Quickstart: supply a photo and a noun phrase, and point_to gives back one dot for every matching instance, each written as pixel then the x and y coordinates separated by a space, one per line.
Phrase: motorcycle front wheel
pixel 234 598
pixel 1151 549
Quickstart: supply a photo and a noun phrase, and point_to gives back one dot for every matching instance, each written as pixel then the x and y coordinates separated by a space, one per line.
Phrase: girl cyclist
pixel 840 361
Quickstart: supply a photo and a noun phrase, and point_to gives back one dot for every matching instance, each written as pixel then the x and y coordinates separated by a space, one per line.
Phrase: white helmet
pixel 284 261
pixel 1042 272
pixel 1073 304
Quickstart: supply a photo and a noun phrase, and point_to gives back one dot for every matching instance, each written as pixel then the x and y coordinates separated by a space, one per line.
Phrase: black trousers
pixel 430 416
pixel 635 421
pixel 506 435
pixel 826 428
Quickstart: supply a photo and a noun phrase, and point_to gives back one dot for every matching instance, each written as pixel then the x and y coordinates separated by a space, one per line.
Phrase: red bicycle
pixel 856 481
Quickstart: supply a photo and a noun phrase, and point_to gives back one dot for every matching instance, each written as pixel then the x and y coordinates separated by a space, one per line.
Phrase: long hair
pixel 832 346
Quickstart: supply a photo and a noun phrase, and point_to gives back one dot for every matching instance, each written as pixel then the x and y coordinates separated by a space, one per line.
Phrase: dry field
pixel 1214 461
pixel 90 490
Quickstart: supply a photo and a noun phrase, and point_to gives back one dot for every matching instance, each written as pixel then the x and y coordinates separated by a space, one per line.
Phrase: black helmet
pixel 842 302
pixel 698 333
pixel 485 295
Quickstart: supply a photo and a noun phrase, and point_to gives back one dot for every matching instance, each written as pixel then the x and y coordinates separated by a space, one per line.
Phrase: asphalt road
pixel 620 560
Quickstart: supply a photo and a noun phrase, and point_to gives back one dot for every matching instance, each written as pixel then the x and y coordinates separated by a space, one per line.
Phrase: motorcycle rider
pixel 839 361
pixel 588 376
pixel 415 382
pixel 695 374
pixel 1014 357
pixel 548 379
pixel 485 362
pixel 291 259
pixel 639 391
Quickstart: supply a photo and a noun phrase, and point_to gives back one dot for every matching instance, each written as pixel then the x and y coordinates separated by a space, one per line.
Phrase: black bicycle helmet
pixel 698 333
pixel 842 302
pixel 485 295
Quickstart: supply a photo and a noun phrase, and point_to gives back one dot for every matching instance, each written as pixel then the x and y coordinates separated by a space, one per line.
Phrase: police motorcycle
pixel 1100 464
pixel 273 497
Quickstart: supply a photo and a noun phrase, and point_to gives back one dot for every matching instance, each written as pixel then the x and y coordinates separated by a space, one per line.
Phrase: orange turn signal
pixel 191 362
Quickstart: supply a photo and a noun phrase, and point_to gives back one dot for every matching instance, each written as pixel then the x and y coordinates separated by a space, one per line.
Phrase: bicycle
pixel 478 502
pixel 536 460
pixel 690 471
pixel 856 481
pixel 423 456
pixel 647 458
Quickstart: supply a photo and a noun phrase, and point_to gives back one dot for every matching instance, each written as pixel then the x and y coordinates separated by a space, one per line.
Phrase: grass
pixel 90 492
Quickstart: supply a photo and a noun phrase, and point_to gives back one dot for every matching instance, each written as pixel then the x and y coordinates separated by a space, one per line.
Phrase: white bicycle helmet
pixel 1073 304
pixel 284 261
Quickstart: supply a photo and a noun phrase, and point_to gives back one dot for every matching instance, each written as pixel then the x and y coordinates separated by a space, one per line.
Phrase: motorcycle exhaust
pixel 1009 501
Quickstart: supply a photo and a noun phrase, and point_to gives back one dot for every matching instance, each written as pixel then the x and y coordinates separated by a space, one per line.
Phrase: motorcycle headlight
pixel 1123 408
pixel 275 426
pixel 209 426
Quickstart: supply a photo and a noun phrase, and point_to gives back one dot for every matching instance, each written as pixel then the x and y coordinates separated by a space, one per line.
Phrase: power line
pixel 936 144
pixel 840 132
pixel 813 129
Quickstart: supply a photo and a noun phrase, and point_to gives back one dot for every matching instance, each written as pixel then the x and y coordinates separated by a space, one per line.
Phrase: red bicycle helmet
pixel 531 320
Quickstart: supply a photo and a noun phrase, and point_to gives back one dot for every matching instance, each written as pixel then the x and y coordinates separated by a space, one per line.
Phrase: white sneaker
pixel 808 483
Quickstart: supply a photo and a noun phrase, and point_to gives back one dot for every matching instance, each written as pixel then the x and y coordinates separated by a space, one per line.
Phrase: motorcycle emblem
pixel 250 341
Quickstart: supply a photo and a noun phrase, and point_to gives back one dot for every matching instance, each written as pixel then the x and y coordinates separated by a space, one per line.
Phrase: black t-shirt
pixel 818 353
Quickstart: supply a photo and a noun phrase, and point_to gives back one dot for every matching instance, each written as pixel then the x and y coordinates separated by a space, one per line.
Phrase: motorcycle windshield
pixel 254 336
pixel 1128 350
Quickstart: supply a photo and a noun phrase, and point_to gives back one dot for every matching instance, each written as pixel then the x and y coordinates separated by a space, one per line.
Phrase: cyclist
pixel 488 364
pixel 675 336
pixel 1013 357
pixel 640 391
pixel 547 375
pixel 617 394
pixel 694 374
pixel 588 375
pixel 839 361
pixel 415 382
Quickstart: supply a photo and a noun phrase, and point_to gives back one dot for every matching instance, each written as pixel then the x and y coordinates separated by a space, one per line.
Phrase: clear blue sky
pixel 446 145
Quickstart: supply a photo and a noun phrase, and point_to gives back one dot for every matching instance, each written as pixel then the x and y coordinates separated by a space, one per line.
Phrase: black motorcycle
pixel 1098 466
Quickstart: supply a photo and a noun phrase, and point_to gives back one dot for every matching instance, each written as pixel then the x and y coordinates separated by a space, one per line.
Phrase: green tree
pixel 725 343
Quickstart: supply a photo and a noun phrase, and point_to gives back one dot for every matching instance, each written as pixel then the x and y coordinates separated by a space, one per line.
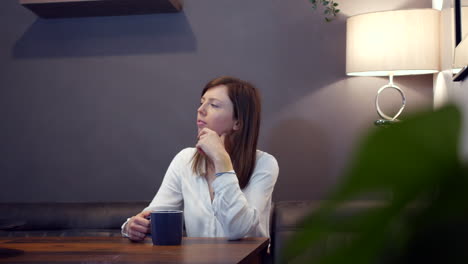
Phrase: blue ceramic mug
pixel 166 227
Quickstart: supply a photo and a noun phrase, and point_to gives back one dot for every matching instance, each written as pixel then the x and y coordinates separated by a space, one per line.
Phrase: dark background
pixel 94 109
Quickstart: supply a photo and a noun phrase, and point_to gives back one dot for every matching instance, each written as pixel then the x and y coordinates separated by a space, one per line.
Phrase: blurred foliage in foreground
pixel 426 218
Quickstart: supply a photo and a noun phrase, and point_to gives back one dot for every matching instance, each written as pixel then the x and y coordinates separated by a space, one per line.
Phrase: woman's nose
pixel 201 109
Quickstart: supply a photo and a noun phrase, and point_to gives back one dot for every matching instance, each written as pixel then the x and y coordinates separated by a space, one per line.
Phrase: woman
pixel 225 184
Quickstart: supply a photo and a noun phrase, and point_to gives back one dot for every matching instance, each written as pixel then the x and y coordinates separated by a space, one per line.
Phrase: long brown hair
pixel 241 144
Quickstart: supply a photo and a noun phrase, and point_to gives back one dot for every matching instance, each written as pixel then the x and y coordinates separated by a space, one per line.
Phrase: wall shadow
pixel 304 156
pixel 106 36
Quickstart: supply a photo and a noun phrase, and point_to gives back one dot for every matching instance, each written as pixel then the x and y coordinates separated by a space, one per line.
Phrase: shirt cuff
pixel 122 228
pixel 225 181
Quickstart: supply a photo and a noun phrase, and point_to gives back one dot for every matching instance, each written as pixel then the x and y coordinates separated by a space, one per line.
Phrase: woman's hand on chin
pixel 210 143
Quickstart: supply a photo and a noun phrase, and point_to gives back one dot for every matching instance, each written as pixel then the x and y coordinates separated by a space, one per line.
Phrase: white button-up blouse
pixel 233 213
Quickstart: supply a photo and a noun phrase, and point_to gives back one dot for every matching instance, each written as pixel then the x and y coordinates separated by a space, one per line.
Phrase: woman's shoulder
pixel 185 155
pixel 265 159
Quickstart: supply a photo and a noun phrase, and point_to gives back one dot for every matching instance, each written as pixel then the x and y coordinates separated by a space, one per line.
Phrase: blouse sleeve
pixel 169 195
pixel 238 213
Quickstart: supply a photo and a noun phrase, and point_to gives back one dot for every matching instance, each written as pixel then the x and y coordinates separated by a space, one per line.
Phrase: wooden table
pixel 121 250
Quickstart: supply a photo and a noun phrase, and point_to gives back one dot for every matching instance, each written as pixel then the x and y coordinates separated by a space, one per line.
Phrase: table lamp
pixel 392 43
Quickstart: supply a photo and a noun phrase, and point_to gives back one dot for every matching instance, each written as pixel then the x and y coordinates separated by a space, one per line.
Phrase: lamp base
pixel 384 122
pixel 387 120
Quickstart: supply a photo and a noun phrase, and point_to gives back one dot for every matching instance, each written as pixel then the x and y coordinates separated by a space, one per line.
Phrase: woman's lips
pixel 200 123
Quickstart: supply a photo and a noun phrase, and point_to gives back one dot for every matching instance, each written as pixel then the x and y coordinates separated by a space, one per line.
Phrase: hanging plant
pixel 330 8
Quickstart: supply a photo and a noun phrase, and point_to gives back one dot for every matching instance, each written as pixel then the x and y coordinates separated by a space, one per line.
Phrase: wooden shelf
pixel 83 8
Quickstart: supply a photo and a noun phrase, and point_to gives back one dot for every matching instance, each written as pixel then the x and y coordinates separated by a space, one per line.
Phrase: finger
pixel 141 221
pixel 139 228
pixel 145 214
pixel 135 235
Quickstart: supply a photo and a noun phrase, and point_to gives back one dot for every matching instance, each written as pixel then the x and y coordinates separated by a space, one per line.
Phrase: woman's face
pixel 216 111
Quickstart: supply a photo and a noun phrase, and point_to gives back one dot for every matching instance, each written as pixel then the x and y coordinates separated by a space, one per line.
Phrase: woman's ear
pixel 236 126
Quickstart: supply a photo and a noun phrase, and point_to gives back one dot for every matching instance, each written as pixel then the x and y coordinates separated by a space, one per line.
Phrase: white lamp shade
pixel 461 51
pixel 399 42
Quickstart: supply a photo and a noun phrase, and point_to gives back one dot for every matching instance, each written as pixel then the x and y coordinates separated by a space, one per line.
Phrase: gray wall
pixel 94 109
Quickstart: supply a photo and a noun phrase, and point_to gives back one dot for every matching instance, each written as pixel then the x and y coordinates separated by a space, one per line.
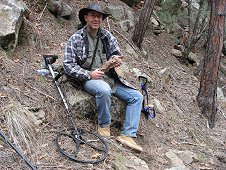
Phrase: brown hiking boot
pixel 105 131
pixel 128 141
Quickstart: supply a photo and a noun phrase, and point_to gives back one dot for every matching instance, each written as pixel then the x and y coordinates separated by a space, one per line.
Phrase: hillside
pixel 178 126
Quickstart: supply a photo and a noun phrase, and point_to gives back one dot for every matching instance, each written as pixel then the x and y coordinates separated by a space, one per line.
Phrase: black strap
pixel 95 50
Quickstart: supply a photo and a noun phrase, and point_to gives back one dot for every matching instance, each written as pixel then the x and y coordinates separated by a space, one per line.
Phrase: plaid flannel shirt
pixel 77 50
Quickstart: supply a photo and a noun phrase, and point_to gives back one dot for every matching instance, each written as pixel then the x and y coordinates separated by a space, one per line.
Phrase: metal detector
pixel 77 144
pixel 149 111
pixel 18 151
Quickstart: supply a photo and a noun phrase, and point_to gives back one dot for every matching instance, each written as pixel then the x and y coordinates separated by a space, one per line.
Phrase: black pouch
pixel 77 84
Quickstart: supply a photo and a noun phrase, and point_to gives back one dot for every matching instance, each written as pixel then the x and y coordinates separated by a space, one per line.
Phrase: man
pixel 85 52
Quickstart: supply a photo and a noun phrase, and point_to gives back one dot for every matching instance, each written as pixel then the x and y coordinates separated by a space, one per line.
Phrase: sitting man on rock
pixel 85 52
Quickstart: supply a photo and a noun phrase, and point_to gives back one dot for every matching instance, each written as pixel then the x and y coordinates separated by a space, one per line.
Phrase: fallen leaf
pixel 96 155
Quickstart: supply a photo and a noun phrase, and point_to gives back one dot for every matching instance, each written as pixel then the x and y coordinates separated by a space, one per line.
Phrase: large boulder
pixel 11 16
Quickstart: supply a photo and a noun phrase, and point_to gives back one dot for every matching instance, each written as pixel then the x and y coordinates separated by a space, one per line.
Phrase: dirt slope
pixel 180 126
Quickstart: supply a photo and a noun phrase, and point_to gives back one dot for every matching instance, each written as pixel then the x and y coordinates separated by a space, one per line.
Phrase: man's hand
pixel 97 74
pixel 119 60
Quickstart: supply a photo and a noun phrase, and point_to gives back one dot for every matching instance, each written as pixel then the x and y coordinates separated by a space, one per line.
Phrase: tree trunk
pixel 144 19
pixel 208 85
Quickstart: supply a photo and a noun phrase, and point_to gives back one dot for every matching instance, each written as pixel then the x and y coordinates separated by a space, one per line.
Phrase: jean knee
pixel 105 91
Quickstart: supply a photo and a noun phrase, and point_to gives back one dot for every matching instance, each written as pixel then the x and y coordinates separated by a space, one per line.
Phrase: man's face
pixel 93 19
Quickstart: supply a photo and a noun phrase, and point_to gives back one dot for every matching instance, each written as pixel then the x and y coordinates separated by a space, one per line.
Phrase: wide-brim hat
pixel 92 7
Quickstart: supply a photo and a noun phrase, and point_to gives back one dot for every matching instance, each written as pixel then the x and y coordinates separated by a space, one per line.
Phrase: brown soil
pixel 180 126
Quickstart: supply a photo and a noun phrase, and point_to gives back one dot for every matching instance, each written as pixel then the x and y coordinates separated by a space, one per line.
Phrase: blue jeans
pixel 103 92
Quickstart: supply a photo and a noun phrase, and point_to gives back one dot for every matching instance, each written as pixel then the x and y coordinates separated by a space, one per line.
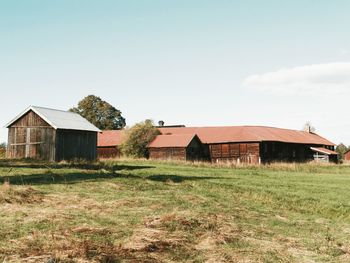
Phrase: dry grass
pixel 141 211
pixel 19 194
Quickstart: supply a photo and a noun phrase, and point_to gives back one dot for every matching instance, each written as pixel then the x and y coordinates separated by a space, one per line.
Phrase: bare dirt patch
pixel 19 194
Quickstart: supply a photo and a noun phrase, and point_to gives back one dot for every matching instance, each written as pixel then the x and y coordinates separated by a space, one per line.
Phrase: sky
pixel 197 63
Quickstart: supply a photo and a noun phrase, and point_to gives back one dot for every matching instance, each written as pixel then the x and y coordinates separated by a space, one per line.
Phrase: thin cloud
pixel 318 79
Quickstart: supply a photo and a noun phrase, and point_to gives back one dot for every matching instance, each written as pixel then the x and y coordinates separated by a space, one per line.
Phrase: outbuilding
pixel 52 135
pixel 258 144
pixel 108 144
pixel 186 147
pixel 347 156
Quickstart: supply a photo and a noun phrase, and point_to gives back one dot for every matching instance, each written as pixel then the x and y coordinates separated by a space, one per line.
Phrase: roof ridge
pixel 46 108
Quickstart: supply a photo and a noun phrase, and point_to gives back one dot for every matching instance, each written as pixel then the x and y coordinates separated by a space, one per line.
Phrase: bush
pixel 136 139
pixel 2 150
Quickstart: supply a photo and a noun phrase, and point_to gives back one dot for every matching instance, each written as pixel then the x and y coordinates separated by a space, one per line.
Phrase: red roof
pixel 323 150
pixel 249 134
pixel 175 140
pixel 109 138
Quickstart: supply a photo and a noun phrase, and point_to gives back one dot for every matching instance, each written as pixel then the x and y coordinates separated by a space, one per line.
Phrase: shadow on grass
pixel 72 178
pixel 35 164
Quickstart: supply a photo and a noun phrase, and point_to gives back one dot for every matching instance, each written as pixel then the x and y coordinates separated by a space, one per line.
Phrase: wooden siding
pixel 289 152
pixel 108 152
pixel 164 153
pixel 235 152
pixel 193 152
pixel 347 156
pixel 31 137
pixel 72 144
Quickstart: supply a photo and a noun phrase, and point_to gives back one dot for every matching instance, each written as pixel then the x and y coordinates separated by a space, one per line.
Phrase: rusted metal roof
pixel 224 134
pixel 59 119
pixel 109 138
pixel 323 150
pixel 174 140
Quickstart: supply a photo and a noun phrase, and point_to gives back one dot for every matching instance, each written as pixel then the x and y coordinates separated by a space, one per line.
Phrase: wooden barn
pixel 186 147
pixel 51 135
pixel 256 144
pixel 108 143
pixel 347 156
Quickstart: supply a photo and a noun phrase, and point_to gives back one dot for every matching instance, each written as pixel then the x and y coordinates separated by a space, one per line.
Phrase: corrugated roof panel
pixel 59 119
pixel 249 134
pixel 175 140
pixel 109 138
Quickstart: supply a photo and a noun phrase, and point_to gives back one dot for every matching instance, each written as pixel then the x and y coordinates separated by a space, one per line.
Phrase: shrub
pixel 136 139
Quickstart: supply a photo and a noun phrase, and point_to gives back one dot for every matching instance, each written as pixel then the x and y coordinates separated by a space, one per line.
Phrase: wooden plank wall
pixel 31 137
pixel 72 144
pixel 174 153
pixel 236 152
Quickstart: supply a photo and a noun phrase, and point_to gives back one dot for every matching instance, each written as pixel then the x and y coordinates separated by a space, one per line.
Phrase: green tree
pixel 341 149
pixel 100 113
pixel 136 139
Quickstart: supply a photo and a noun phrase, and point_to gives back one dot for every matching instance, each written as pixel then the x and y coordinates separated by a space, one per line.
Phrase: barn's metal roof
pixel 59 119
pixel 174 140
pixel 323 150
pixel 227 134
pixel 109 138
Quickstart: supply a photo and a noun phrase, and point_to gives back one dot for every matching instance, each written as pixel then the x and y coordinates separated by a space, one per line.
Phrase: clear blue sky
pixel 275 63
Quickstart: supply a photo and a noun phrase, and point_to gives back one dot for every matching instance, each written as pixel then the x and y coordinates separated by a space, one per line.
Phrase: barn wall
pixel 235 152
pixel 31 137
pixel 290 152
pixel 196 151
pixel 72 144
pixel 347 156
pixel 175 153
pixel 108 152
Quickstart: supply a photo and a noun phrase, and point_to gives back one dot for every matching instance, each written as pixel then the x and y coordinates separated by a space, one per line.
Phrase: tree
pixel 136 139
pixel 309 128
pixel 100 113
pixel 341 149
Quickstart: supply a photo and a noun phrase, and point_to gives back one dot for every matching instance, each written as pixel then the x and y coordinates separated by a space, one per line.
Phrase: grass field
pixel 142 211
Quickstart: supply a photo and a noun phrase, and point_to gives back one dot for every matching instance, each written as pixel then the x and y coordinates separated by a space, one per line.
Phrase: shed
pixel 108 144
pixel 187 147
pixel 347 156
pixel 255 144
pixel 52 135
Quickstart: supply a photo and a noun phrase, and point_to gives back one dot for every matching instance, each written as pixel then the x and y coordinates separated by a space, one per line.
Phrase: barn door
pixel 27 147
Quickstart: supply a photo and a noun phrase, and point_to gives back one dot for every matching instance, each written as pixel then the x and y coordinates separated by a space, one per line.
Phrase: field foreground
pixel 142 211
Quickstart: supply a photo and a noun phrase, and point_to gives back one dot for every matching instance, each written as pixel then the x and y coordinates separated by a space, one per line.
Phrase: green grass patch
pixel 137 211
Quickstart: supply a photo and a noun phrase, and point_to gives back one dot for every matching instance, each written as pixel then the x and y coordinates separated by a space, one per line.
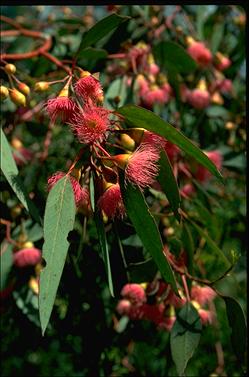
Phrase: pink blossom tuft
pixel 89 88
pixel 111 202
pixel 135 293
pixel 202 294
pixel 142 167
pixel 60 107
pixel 81 194
pixel 199 99
pixel 91 124
pixel 27 257
pixel 200 53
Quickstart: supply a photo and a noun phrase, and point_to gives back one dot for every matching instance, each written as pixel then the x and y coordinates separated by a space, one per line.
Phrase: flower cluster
pixel 156 302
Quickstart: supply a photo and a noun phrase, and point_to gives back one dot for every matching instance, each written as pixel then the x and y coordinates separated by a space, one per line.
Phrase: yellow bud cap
pixel 16 143
pixel 10 69
pixel 202 85
pixel 41 86
pixel 17 97
pixel 24 88
pixel 4 92
pixel 127 142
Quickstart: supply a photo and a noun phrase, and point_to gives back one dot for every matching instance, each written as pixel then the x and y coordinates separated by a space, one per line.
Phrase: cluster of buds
pixel 157 303
pixel 18 91
pixel 79 104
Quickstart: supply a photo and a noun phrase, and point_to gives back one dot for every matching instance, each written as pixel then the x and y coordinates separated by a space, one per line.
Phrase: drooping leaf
pixel 100 30
pixel 185 336
pixel 146 228
pixel 171 55
pixel 6 262
pixel 10 172
pixel 211 244
pixel 168 183
pixel 58 222
pixel 104 248
pixel 136 116
pixel 237 322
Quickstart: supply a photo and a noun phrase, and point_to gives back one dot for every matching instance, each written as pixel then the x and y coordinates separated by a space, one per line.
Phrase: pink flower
pixel 124 307
pixel 89 88
pixel 202 174
pixel 81 194
pixel 111 202
pixel 91 124
pixel 200 53
pixel 199 98
pixel 207 317
pixel 202 294
pixel 22 156
pixel 135 293
pixel 141 166
pixel 60 107
pixel 27 257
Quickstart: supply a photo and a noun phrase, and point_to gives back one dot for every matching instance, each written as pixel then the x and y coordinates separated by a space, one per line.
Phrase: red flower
pixel 27 257
pixel 91 124
pixel 60 107
pixel 111 202
pixel 202 294
pixel 89 88
pixel 200 53
pixel 81 194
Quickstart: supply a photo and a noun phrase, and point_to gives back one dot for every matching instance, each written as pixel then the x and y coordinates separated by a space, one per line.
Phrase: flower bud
pixel 10 69
pixel 17 97
pixel 23 88
pixel 4 92
pixel 41 86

-------------------------

→ EXERCISE PROMPT
Output the lines from the start of the material through the line containing "pixel 90 490" as a JSON list of strings, one string per line, leaving out blank lines.

→ OUTPUT OF THE TASK
[
  "Quickstart: supply a photo and a noun phrase, and point_to gives back one dot for every matching instance, each written as pixel then the x and y coordinates separated by a space, one per line.",
  "Phrase: motorcycle front wheel",
  "pixel 234 598",
  "pixel 1151 549",
  "Quickstart: supply a photo and a noun phrase, and point_to gives back one dot for every matching instance, each written as pixel then the x and y coordinates separated by a space, one per line.",
  "Phrase: girl cyclist",
  "pixel 840 361",
  "Quickstart: supply a photo and a noun phrase, and point_to gives back one dot for every matching instance, each written as pixel then the x and y coordinates separated by a space, one per line.",
  "Phrase: white helmet",
  "pixel 284 261",
  "pixel 1042 272",
  "pixel 1073 304",
  "Quickstart: supply a photo and a noun phrase, and point_to gives back one dot for every matching instance, each written as pixel then the x and y coordinates separated by a space, one per line.",
  "Phrase: black trousers",
  "pixel 430 416",
  "pixel 635 421",
  "pixel 506 435",
  "pixel 826 428",
  "Quickstart: supply a photo and a noun phrase, and point_to gives back one dot for every matching instance, each written as pixel then the x and y coordinates separated by a space, one per line.",
  "Phrase: red bicycle",
  "pixel 856 481",
  "Quickstart: supply a photo and a noun phrase, and point_to gives back one dot for every matching instance, each written as pixel then the x and y coordinates separated by a space, one per line.",
  "Phrase: long hair",
  "pixel 832 346",
  "Quickstart: supply a photo and a noun phrase, and point_to gives back one dot for every matching instance, each written as pixel then the x and y coordinates separated by a space, one per line.",
  "Phrase: dry field",
  "pixel 1214 461",
  "pixel 90 490"
]